YOUR INSTRUCTIONS => Rewrite the records from the beginning up to and including the line with "pixel 92 273", changing "Positions" to "Coordinates" and leaving everything else untouched. Give only those lines.

★ ★ ★ ★

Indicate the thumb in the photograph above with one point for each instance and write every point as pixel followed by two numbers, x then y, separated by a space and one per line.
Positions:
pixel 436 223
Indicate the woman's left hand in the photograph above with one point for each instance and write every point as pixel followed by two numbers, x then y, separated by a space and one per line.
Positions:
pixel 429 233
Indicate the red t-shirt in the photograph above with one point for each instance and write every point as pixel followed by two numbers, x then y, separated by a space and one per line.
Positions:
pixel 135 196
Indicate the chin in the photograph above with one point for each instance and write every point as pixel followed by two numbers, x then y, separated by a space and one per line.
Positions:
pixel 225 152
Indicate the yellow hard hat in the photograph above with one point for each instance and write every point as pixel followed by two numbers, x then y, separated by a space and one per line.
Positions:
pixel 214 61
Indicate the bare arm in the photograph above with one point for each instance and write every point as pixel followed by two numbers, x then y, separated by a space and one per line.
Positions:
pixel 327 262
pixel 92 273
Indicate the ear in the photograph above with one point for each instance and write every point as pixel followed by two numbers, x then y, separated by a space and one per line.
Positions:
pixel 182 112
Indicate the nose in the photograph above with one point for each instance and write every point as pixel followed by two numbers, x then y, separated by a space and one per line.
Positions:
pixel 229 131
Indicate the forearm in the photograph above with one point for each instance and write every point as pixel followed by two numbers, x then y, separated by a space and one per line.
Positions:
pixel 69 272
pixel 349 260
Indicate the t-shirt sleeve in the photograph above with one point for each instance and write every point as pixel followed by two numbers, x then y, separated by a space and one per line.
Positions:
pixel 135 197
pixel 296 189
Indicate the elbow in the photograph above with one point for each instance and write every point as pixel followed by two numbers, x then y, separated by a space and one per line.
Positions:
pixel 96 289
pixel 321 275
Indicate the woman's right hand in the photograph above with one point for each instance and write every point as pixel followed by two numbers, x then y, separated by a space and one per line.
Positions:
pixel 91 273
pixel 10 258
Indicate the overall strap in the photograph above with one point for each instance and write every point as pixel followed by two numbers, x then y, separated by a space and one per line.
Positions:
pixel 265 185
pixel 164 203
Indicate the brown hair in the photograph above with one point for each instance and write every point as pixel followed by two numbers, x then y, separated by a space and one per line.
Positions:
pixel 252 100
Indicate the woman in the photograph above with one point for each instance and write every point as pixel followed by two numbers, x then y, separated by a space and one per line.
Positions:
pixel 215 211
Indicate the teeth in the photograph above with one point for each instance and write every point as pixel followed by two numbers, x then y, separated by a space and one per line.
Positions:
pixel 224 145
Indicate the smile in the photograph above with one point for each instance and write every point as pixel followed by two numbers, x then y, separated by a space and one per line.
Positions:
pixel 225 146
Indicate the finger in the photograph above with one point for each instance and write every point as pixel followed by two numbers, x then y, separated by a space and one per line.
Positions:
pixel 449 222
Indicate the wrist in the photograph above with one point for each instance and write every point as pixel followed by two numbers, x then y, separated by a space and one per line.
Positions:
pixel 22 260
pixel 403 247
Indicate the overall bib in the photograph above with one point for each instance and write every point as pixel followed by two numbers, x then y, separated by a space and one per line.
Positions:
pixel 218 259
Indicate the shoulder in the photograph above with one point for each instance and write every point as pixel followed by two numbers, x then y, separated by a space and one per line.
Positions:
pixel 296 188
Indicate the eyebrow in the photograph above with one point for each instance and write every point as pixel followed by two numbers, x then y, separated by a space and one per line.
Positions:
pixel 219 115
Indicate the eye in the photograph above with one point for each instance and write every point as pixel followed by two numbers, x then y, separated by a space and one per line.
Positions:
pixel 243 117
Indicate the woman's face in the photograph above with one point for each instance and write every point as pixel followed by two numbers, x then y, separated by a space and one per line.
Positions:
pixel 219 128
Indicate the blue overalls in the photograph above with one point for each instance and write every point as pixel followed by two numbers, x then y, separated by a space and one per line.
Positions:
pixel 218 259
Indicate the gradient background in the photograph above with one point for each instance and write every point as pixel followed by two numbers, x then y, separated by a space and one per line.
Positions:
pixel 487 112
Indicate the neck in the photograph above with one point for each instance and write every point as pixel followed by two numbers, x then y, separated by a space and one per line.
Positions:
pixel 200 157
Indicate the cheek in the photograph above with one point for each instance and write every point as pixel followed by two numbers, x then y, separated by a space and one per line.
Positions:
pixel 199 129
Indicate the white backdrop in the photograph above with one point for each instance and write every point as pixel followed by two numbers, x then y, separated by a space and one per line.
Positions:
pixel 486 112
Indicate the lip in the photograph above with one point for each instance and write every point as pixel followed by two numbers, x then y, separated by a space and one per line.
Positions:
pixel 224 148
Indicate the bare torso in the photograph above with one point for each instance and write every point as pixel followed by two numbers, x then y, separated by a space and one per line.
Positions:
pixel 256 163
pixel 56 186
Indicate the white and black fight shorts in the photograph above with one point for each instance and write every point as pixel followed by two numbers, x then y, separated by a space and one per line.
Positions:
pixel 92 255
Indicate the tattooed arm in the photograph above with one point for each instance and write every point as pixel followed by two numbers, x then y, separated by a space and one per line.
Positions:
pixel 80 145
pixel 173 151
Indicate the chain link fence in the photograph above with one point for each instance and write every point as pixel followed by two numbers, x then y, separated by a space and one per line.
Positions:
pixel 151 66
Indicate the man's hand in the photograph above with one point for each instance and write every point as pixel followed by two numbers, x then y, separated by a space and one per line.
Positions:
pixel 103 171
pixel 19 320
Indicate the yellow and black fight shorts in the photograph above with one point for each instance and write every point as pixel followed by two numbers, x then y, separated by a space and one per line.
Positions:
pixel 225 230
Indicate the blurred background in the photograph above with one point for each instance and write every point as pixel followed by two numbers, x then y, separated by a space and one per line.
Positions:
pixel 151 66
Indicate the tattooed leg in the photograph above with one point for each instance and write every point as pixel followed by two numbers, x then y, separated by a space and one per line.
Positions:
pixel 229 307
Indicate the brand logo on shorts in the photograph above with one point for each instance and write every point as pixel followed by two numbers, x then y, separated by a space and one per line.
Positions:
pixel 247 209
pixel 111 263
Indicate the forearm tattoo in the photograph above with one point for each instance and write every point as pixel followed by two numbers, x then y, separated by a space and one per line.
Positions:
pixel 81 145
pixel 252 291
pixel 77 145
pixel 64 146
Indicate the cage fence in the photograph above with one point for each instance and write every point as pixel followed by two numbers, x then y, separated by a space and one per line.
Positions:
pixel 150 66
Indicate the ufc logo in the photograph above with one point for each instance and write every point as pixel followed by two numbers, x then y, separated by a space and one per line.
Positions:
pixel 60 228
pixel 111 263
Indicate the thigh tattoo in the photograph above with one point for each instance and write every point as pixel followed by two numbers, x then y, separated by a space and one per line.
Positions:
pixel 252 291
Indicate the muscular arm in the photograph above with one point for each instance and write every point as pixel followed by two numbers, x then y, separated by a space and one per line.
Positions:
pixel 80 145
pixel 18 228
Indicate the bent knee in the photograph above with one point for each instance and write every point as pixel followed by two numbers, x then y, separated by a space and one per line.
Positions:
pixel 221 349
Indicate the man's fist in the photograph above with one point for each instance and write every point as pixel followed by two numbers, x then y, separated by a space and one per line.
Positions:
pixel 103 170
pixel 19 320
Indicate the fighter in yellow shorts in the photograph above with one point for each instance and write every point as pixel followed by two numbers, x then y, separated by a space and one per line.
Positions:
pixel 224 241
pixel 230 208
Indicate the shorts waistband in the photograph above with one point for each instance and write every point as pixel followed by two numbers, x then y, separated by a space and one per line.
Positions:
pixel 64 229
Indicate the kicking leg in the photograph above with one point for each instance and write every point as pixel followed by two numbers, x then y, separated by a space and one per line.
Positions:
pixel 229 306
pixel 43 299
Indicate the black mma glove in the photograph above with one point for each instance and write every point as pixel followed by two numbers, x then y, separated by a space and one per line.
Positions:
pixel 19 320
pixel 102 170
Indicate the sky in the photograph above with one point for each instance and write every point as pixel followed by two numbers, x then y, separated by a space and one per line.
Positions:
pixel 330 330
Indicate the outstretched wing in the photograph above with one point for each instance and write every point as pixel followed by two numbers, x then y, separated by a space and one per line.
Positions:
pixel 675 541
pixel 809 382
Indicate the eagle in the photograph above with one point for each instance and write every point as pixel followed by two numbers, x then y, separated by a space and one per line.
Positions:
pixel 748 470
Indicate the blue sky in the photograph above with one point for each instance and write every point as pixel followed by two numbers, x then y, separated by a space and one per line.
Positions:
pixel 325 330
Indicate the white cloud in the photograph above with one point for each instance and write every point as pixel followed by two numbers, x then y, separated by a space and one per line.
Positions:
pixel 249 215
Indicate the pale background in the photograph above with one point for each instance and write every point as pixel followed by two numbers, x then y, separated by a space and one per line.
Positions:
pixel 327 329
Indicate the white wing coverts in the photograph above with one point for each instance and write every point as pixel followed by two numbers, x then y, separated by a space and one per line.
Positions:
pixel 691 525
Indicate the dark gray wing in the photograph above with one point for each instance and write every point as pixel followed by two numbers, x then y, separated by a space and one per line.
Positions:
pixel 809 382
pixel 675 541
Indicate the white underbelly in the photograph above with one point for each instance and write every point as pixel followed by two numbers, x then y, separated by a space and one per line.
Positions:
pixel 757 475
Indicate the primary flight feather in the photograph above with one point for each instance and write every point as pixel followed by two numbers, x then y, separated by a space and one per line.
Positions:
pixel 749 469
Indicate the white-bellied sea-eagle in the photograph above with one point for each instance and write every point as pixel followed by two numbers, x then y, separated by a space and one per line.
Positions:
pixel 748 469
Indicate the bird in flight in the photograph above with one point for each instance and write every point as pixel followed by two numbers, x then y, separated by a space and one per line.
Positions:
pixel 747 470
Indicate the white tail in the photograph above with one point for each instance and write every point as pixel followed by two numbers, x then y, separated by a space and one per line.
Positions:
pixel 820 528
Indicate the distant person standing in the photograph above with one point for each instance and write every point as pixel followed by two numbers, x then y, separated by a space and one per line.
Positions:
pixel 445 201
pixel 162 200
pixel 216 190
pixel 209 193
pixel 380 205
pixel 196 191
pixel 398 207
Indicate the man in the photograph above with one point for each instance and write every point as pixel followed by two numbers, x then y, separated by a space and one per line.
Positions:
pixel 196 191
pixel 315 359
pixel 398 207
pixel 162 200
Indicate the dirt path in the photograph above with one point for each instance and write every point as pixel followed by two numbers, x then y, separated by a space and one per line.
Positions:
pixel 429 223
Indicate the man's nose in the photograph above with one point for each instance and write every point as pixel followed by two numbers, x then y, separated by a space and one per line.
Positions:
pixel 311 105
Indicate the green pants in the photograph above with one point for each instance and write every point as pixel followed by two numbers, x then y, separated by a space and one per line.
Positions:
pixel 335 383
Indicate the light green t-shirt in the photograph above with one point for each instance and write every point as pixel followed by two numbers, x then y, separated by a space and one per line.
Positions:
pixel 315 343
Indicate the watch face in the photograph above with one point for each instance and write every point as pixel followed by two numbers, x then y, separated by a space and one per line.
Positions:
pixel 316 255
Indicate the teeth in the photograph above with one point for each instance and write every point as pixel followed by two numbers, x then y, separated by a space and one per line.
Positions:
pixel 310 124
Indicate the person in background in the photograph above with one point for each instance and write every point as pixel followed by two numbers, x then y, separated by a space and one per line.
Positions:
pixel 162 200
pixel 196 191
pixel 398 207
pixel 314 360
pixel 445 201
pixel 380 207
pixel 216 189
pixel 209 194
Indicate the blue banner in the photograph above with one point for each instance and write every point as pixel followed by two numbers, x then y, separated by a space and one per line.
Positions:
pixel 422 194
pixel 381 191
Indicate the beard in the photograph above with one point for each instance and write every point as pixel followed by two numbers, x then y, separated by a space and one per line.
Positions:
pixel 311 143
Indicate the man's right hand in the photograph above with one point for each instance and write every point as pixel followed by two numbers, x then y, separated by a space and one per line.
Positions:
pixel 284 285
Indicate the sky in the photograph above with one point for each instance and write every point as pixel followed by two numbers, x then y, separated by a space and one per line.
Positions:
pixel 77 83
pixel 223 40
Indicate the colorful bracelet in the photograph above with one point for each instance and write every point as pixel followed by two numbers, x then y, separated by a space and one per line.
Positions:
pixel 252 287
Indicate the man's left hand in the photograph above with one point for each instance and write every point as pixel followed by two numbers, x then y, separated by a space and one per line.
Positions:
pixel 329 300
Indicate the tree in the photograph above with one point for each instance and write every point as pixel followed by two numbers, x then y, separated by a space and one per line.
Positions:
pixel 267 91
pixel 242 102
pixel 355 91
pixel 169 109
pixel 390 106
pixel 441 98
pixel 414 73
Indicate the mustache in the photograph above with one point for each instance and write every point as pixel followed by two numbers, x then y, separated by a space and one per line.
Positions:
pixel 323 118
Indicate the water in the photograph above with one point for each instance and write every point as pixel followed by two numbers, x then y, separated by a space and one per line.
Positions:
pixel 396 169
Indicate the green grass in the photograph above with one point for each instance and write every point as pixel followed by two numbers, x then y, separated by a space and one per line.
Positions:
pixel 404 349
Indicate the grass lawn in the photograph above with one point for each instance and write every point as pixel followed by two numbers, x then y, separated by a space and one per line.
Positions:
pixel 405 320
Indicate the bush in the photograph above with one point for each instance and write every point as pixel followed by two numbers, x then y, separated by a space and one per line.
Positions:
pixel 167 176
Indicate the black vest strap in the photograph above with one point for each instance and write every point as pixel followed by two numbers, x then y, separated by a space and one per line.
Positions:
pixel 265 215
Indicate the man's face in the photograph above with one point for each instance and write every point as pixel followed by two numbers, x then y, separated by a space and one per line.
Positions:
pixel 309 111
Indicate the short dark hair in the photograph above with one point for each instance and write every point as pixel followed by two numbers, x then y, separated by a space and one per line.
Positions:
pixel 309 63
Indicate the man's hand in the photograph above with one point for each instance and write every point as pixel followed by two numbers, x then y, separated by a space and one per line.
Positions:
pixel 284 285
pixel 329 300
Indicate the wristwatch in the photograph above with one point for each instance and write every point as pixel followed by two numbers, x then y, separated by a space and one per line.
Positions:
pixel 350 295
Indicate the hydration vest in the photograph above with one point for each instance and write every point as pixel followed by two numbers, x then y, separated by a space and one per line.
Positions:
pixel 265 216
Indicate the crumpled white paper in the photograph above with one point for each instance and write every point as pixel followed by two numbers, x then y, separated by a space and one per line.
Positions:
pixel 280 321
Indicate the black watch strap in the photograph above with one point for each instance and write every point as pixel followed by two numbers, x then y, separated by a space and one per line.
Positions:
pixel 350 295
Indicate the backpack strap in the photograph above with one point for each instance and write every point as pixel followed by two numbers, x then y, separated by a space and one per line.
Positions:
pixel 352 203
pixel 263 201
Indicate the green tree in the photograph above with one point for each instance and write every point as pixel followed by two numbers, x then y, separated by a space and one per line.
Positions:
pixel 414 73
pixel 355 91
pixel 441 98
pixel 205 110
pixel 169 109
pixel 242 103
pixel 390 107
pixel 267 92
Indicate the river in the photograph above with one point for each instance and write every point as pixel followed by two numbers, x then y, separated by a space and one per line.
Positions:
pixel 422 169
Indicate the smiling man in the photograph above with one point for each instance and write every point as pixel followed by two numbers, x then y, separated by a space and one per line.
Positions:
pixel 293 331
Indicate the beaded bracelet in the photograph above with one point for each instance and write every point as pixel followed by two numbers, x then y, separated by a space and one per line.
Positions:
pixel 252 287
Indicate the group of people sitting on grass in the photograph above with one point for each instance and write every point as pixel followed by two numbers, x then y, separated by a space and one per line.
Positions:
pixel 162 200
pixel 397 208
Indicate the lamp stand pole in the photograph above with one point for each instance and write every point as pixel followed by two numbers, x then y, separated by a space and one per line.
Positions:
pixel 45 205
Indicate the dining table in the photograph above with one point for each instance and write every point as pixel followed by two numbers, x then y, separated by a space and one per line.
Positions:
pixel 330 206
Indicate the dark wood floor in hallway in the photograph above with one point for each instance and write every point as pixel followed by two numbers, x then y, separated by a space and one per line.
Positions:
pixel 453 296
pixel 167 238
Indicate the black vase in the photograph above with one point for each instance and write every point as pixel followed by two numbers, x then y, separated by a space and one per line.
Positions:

★ ★ ★ ★

OUTPUT =>
Indicate the thumb in the photograph above with one point for each instance and write every point as pixel followed by two numbers, x then y, separated by a space and one per line.
Coordinates:
pixel 436 223
Indicate the woman's left hand in the photograph above with one point for each instance and write every point as pixel followed by two numbers, x then y, separated by a space and one per line.
Coordinates:
pixel 429 233
Indicate the red t-shirt in the photograph above with one point for each instance and write every point as pixel followed by two numbers, x then y, separated by a space and one per line.
Coordinates:
pixel 135 196
Indicate the chin in the photograph above with one point for each instance and write every point as pixel followed by two numbers, x then y, separated by a space and one per line.
Coordinates:
pixel 225 152
Indicate the yellow hard hat in the photograph above with one point for each instance and write every point as pixel followed by two numbers, x then y, separated by a space and one per line.
Coordinates:
pixel 214 61
Indicate the bare arm in the photograph above with one point for each instance and write every point as pixel followed by two numbers, x then y, separated by a space and one per line.
Coordinates:
pixel 327 262
pixel 92 273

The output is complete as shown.